- _Exercise_
Count the lines below that contain the string "text" and give only that number.

──────── Data provided ────────

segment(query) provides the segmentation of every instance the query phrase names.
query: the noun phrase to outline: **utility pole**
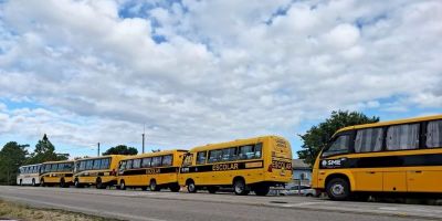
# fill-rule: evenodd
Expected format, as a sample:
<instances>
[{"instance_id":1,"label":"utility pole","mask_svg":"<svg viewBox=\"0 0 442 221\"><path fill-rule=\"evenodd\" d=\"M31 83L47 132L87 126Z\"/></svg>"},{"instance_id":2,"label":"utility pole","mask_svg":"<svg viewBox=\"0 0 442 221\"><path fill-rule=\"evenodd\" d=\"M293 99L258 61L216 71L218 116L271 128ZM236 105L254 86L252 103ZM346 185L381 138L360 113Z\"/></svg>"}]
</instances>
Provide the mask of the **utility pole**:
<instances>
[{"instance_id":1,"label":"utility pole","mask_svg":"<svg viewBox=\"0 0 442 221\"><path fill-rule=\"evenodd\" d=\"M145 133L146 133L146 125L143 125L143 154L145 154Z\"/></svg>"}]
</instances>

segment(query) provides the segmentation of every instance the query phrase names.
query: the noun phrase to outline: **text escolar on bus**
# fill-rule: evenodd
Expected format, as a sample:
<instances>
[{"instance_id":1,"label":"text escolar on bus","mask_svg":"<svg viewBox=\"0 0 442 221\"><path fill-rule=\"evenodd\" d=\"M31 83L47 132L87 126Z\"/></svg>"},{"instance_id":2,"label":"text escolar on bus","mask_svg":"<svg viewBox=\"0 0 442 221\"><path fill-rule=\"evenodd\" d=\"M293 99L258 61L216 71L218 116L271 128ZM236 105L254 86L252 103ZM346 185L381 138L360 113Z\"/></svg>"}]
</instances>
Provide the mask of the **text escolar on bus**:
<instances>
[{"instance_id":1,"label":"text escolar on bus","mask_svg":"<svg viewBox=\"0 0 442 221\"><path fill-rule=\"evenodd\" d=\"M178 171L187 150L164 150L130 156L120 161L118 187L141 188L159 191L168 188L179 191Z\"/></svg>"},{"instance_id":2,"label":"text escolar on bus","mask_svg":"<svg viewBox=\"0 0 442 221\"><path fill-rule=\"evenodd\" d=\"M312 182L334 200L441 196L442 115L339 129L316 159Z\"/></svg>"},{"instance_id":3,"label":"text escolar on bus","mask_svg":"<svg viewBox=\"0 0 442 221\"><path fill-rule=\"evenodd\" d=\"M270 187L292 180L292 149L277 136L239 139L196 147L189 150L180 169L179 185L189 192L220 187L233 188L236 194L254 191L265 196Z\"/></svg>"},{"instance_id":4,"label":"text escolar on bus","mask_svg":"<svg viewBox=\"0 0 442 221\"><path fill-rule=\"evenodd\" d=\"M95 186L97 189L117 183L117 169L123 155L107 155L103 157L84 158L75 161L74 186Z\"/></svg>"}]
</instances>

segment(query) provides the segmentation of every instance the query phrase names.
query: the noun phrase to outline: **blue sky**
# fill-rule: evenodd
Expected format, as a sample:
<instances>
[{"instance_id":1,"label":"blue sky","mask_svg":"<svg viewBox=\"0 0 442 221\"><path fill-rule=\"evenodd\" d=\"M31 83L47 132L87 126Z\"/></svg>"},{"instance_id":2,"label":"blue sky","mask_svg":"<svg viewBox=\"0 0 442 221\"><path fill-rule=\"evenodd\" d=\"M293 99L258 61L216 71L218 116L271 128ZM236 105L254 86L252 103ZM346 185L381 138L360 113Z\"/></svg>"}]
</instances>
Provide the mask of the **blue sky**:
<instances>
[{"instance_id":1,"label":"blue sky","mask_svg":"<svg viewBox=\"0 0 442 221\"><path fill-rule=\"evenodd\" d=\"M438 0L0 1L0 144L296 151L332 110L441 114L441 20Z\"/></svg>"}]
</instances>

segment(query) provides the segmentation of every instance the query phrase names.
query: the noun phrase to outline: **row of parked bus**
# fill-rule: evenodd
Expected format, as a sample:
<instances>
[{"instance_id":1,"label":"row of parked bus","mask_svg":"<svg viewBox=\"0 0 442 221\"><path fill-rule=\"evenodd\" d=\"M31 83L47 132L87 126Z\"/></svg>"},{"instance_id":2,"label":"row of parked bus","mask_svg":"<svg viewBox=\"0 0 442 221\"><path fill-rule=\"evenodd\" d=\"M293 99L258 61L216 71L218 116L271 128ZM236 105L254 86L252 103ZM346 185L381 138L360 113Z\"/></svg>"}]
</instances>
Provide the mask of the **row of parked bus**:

────────

- _Complete output_
4